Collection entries
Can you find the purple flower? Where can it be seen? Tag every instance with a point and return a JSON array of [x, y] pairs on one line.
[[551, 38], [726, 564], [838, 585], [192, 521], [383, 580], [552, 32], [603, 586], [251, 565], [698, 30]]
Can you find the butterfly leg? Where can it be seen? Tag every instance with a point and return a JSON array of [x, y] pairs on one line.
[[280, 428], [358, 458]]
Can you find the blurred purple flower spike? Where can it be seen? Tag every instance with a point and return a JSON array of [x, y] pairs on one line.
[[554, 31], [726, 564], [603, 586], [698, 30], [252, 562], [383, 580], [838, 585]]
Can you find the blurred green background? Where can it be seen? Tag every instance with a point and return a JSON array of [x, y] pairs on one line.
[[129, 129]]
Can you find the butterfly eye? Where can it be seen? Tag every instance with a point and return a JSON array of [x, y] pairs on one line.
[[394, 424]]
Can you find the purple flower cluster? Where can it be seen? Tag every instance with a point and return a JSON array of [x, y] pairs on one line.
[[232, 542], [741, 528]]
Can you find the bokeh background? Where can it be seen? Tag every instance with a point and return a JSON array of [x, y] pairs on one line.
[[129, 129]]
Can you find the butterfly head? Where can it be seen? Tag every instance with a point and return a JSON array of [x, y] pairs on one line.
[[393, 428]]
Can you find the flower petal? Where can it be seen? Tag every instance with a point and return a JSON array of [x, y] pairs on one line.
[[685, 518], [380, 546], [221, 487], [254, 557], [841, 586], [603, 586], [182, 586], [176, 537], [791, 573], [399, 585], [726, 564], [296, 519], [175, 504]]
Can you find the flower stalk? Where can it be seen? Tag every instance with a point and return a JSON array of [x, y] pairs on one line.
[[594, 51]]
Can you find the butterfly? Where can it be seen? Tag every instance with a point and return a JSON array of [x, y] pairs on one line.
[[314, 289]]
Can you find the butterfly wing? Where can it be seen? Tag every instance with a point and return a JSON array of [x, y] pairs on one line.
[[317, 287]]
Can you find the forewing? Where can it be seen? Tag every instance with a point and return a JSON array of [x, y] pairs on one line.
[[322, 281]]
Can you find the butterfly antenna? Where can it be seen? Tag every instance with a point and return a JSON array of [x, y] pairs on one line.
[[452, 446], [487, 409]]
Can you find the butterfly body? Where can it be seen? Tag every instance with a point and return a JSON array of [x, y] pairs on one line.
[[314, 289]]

**Directive**
Copy the listing above word for word, line by line, in the same order.

**Full response**
Can you find the purple flower? Where can it be seen? Tag every instance with a point and return a JSON array of [x, y] pairs on one line.
[[551, 38], [726, 564], [838, 585], [192, 521], [383, 580], [552, 32], [603, 586], [251, 565], [698, 30]]
Can you find the butterfly leg? Where can it be seen? Tag every instance with a point and return a JSON array of [x, y] pairs on one line.
[[280, 428], [358, 458]]
Can you find the blurred purple flower spike? Where can it be seen? Tag every instance with a point and return a JSON array of [x, y] pairs on one line.
[[554, 31], [726, 564], [603, 586], [698, 30], [252, 562], [383, 580], [838, 585]]
Can you find the blurred green background? Where can it be seen? Tag every instance with a point and return a JSON array of [x, y] pairs on one line.
[[129, 129]]
Can you find the butterfly eye? Where can it be seen? Tag every instance with a point and return a JSON array of [x, y] pairs on one line.
[[394, 424]]
Can you find the purple flower cluster? Where can it be seen? Tag every instance with a point and return a JSON array of [x, y] pairs on one line.
[[232, 542], [741, 528]]
Can you find the bokeh background? Where can it be seen? Tag every instance with a point and return a JSON array of [x, y] pairs on one line.
[[129, 129]]
Can you find the butterfly head? Where can it be seen? Tag every instance with a point and return a JSON array of [x, y] pairs on one line.
[[393, 428]]
Can you find the flower petal? Where can it be seen? Tag every instance with a point and return a JSON array of [x, y] pairs on one line.
[[685, 518], [380, 546], [221, 487], [254, 557], [841, 586], [603, 586], [182, 586], [176, 537], [791, 573], [399, 585], [726, 564], [296, 519], [175, 504]]
Can you find the flower stalk? Where can it be seen? Tag every instance with a point and return a JSON array of [x, y] pairs on one line.
[[594, 51]]
Can you find the butterfly? Where can it be seen? Tag every instance with a point and return a JSON array of [x, y] pairs on one line.
[[314, 289]]
Can you find the butterfly wing? Where can it be seen? Tag every instance with a point and return a JSON array of [x, y] pairs on one line.
[[317, 287]]
Can you find the forewing? Where can it be seen? Tag every instance with a point and return a JSON array of [x, y] pairs on one line.
[[322, 281]]
Can you find the butterfly antenna? Where can it be seen? Tag every instance with a point and return a JSON array of [x, y] pairs on one line.
[[452, 446], [487, 409]]
Can you find the butterfly body? Where can it be seen? Tag every instance with a point and return a JSON array of [x, y] pairs on one line.
[[314, 289]]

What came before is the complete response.